- _TASK OBJECTIVE_:
Rewrite the records with every "leafy green plant" changed to "foliage plant" and nothing else altered. Omit the pictures.

- _DATA FOR THE TASK_:
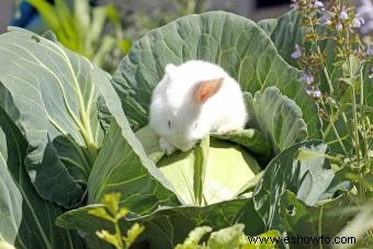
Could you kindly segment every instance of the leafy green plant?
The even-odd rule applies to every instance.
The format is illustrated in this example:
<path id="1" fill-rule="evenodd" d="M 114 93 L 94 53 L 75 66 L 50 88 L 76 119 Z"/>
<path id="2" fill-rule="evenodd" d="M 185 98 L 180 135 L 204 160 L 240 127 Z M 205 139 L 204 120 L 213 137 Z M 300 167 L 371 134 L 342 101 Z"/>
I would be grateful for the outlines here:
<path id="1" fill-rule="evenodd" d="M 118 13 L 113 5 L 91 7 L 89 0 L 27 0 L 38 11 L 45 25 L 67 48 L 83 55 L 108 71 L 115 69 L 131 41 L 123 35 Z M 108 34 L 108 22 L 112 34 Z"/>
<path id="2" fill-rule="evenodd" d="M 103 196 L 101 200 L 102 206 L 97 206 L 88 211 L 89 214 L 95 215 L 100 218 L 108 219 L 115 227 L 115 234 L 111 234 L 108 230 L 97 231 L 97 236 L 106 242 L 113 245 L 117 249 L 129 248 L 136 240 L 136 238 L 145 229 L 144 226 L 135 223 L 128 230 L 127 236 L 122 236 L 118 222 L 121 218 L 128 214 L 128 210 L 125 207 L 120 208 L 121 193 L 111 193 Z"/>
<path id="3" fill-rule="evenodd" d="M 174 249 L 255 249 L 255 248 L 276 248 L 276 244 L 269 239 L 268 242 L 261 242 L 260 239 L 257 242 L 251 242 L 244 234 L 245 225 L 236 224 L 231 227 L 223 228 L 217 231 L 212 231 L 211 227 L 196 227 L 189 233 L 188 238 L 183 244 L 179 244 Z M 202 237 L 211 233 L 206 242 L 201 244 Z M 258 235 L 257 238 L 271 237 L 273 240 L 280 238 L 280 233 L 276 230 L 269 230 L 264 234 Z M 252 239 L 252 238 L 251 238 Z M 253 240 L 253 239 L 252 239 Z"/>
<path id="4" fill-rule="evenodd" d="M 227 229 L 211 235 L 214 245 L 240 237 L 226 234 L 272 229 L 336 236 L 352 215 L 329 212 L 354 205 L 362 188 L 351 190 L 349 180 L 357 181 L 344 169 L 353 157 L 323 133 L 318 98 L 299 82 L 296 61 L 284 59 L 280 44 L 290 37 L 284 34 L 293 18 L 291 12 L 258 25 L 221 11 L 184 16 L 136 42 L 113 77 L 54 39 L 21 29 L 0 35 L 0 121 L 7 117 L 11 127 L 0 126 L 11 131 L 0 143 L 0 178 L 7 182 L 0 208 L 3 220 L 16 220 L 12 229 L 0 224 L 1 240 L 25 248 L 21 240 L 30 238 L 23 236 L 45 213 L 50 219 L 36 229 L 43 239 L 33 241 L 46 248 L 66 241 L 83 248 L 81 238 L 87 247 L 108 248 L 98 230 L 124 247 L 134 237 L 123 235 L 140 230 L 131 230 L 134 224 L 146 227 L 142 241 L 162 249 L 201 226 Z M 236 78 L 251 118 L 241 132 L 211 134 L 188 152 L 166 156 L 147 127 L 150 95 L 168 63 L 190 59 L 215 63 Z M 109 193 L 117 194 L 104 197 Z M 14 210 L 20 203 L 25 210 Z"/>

- _WRITTEN RESPONSE_:
Could you kindly segment every instance of the foliage plant?
The even-odd rule applies to every instance.
The format is illustrated in this example:
<path id="1" fill-rule="evenodd" d="M 114 93 L 94 53 L 75 66 L 50 88 L 76 119 Z"/>
<path id="2" fill-rule="evenodd" d="M 185 98 L 180 135 L 204 160 L 240 127 Z M 205 139 L 204 120 L 213 137 Z M 300 167 L 371 134 L 342 101 Z"/>
I would be grateful for the outlines here:
<path id="1" fill-rule="evenodd" d="M 118 13 L 113 5 L 91 7 L 89 0 L 27 0 L 38 11 L 45 25 L 67 48 L 83 55 L 108 71 L 115 69 L 131 41 L 123 35 Z M 108 34 L 108 22 L 112 34 Z"/>
<path id="2" fill-rule="evenodd" d="M 103 196 L 101 200 L 102 206 L 97 206 L 88 211 L 89 214 L 95 215 L 100 218 L 108 219 L 115 227 L 115 234 L 111 234 L 108 230 L 97 231 L 97 236 L 106 242 L 113 245 L 117 249 L 129 248 L 136 240 L 136 238 L 145 229 L 144 226 L 135 223 L 128 230 L 127 236 L 122 236 L 118 222 L 121 218 L 128 214 L 128 210 L 125 207 L 120 208 L 121 193 L 111 193 Z"/>
<path id="3" fill-rule="evenodd" d="M 174 249 L 255 249 L 255 248 L 276 248 L 276 244 L 269 239 L 268 242 L 261 242 L 260 239 L 257 242 L 251 242 L 244 234 L 245 225 L 236 224 L 231 227 L 223 228 L 217 231 L 212 231 L 211 227 L 196 227 L 189 233 L 188 238 L 183 244 L 179 244 Z M 202 237 L 211 233 L 206 242 L 201 244 Z M 258 235 L 257 238 L 271 237 L 273 240 L 280 238 L 280 233 L 276 230 L 269 230 L 264 234 Z M 252 239 L 252 238 L 251 238 Z M 253 240 L 253 239 L 252 239 Z"/>
<path id="4" fill-rule="evenodd" d="M 227 229 L 211 235 L 214 245 L 240 237 L 226 234 L 272 229 L 336 236 L 352 215 L 329 212 L 354 205 L 362 188 L 351 190 L 349 180 L 357 181 L 344 169 L 353 157 L 323 133 L 318 98 L 299 82 L 296 61 L 284 59 L 280 44 L 290 37 L 284 34 L 293 18 L 291 12 L 258 25 L 221 11 L 184 16 L 136 42 L 113 77 L 54 39 L 21 29 L 0 35 L 0 121 L 7 117 L 11 127 L 0 126 L 11 131 L 0 143 L 0 178 L 7 182 L 0 208 L 3 220 L 16 220 L 12 229 L 0 224 L 1 240 L 25 248 L 21 240 L 30 238 L 23 236 L 45 213 L 50 219 L 36 229 L 43 239 L 33 241 L 46 248 L 66 241 L 83 248 L 81 238 L 87 247 L 108 248 L 98 230 L 124 247 L 134 237 L 123 235 L 140 230 L 131 230 L 134 224 L 146 227 L 142 241 L 162 249 L 201 226 Z M 236 78 L 251 118 L 241 132 L 211 134 L 188 152 L 166 156 L 147 127 L 150 95 L 168 63 L 190 59 L 215 63 Z M 109 193 L 117 194 L 104 197 Z M 14 210 L 20 203 L 25 210 Z"/>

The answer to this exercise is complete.